**GIVEN EXERCISE**
Look at the entries below and reproduce them exactly.

**Boundary labeling items**

— Begin —

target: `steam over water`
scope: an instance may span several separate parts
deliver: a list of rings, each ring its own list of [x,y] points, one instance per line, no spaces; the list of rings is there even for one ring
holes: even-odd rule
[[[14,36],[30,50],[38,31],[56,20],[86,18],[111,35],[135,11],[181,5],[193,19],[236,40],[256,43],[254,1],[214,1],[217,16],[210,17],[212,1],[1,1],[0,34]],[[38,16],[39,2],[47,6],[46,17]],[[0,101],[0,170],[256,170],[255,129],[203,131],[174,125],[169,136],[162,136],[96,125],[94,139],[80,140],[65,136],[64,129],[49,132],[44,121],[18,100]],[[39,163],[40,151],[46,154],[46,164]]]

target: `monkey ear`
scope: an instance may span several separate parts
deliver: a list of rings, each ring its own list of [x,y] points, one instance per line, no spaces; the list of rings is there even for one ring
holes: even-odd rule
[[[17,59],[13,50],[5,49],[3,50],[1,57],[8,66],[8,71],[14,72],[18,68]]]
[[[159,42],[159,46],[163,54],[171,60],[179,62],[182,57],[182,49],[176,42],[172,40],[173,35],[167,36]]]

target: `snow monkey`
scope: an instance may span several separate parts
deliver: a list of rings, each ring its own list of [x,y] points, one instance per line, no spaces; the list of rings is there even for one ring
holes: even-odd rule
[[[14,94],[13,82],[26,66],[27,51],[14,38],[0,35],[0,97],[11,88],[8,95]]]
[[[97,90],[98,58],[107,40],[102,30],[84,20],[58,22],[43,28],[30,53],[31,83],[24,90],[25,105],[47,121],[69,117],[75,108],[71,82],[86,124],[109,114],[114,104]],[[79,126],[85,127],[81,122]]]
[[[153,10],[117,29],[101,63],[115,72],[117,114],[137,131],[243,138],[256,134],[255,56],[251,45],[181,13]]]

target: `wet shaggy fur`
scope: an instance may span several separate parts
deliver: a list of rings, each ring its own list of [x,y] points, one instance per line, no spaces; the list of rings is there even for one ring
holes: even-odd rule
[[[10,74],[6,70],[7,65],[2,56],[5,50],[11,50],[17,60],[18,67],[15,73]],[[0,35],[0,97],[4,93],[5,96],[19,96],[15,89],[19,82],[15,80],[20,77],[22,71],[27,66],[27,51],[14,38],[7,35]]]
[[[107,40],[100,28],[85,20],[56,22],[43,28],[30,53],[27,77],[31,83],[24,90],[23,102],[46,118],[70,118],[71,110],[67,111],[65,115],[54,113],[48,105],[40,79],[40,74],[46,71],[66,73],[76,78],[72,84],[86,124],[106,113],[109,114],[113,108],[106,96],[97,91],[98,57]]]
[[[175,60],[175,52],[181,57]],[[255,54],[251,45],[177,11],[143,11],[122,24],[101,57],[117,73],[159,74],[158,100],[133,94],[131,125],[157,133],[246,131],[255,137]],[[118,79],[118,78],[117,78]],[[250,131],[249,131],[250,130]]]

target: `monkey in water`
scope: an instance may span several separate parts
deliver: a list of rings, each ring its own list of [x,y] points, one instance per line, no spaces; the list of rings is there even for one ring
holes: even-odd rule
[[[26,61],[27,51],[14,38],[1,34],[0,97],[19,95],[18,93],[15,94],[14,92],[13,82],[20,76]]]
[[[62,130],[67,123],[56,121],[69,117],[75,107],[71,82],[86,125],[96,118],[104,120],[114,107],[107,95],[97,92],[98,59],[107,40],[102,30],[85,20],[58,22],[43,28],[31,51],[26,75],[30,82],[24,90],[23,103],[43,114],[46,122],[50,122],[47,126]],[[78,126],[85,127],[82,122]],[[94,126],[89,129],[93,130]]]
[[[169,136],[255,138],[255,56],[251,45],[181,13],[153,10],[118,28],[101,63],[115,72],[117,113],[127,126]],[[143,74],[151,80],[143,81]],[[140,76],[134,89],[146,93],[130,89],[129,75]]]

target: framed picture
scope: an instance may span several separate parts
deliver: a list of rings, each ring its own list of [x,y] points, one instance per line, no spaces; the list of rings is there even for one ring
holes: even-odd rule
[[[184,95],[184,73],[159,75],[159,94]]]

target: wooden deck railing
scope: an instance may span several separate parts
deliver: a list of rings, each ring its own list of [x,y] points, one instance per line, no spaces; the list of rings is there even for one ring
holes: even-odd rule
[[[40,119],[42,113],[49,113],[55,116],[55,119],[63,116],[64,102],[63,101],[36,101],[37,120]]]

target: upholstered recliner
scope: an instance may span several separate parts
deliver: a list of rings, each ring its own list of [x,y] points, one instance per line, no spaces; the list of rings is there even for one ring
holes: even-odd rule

— End —

**EXERCISE RESULT**
target: `steam over water`
scope: an instance may span several separate parts
deliver: a list of rings, each ring its own list of [x,y] points, one instance per line, no spaces; the list of rings is there even for one ring
holes: even-odd rule
[[[14,36],[30,50],[38,31],[56,20],[86,18],[111,35],[135,11],[181,5],[193,19],[236,40],[256,43],[254,1],[214,1],[217,16],[210,17],[212,1],[1,1],[0,34]],[[38,16],[39,2],[47,6],[46,17]],[[0,101],[0,170],[256,170],[255,129],[203,131],[174,125],[169,136],[162,136],[96,125],[94,139],[80,140],[65,136],[64,129],[49,132],[44,121],[18,100]],[[39,163],[40,151],[46,154],[46,164]]]

target: `monkey ear`
scope: an instance may span several separate parts
deliver: a list of rings, each ring its own list of [x,y] points, one instance per line, no spaces; the list of rings is there even for one ring
holes: even-odd rule
[[[17,59],[13,50],[5,49],[3,50],[1,57],[8,66],[8,71],[14,72],[18,68]]]
[[[159,42],[159,46],[163,54],[171,60],[179,62],[182,57],[182,49],[176,42],[172,40],[173,35],[167,36]]]

target: `snow monkey`
scope: an instance may span several separate parts
deliver: a list of rings, each ring its own list of [x,y] points, one instance per line, no spaces; the list of rings is there even for one ring
holes: even-odd rule
[[[14,94],[13,82],[26,66],[27,51],[14,38],[0,35],[0,97],[11,88],[8,95]]]
[[[97,90],[98,58],[107,40],[102,30],[84,20],[58,22],[43,28],[30,53],[31,83],[24,90],[25,105],[47,121],[69,117],[75,108],[71,82],[86,124],[109,114],[114,104]],[[79,126],[85,127],[81,122]]]
[[[153,10],[117,29],[101,63],[115,72],[117,114],[137,131],[243,138],[256,134],[255,56],[251,45],[181,13]]]

target: `wet shaggy fur`
scope: an instance may span several separate parts
deliver: a list of rings, each ring its own list of [x,y] points, one instance per line, no spaces; the list of rings is there even for one ring
holes: even-odd rule
[[[10,74],[6,70],[7,65],[2,56],[5,50],[11,50],[17,60],[18,67],[15,73]],[[0,35],[0,97],[4,93],[5,96],[19,96],[15,89],[19,82],[15,80],[20,77],[22,71],[27,66],[27,51],[14,38],[7,35]]]
[[[107,40],[100,28],[85,20],[56,22],[43,28],[30,53],[27,77],[31,83],[24,90],[23,102],[46,118],[70,118],[71,110],[67,111],[65,115],[54,113],[48,105],[40,79],[40,74],[46,71],[66,73],[76,78],[72,84],[86,124],[106,113],[109,114],[113,108],[106,96],[97,91],[98,57]]]
[[[175,60],[175,52],[181,57]],[[255,54],[251,45],[177,11],[143,11],[122,24],[101,57],[117,73],[159,74],[158,100],[133,94],[131,125],[157,133],[246,131],[255,137]],[[118,79],[118,78],[117,78]],[[250,131],[249,131],[250,130]]]

target: `monkey in water`
scope: an instance may span several separate parts
deliver: a list of rings, each ring its own list of [x,y] points, one instance per line, no spaces; the list of rings is there even for one ring
holes: even-odd rule
[[[26,61],[27,51],[14,38],[1,34],[0,97],[19,95],[18,93],[15,94],[14,92],[13,82],[20,76]]]
[[[62,130],[67,123],[56,121],[69,117],[75,107],[71,82],[86,125],[96,118],[104,120],[114,107],[107,95],[97,92],[98,59],[107,40],[102,30],[85,20],[58,22],[43,28],[31,51],[26,75],[30,82],[24,90],[23,103],[43,114],[46,122],[50,122],[47,126]],[[78,126],[85,127],[82,122]],[[94,126],[89,129],[93,130]]]
[[[169,136],[255,138],[255,56],[251,45],[181,13],[153,10],[118,28],[101,63],[115,72],[117,113],[127,126]],[[143,74],[151,80],[143,81]],[[140,76],[134,89],[146,93],[130,89],[129,75]]]

target: framed picture
scope: an instance may span several separate parts
deliver: a list of rings, each ring its own list of [x,y] points, one instance per line, no spaces; the list of rings is there even for one ring
holes: even-odd rule
[[[184,95],[184,73],[159,75],[159,94]]]

target: wooden deck railing
scope: an instance may span several separate parts
deliver: a list of rings, each ring its own list of [x,y] points, one instance per line, no spaces; the list of rings is there even for one ring
holes: even-odd rule
[[[40,119],[42,113],[49,113],[55,116],[55,119],[63,116],[64,102],[63,101],[36,101],[37,120]]]

target: upholstered recliner
scope: an instance may span several separate parts
deliver: a list of rings, each ring its own list of [x,y] points, one instance per line, no spaces; the list of rings is there even for one ring
holes: even-odd rule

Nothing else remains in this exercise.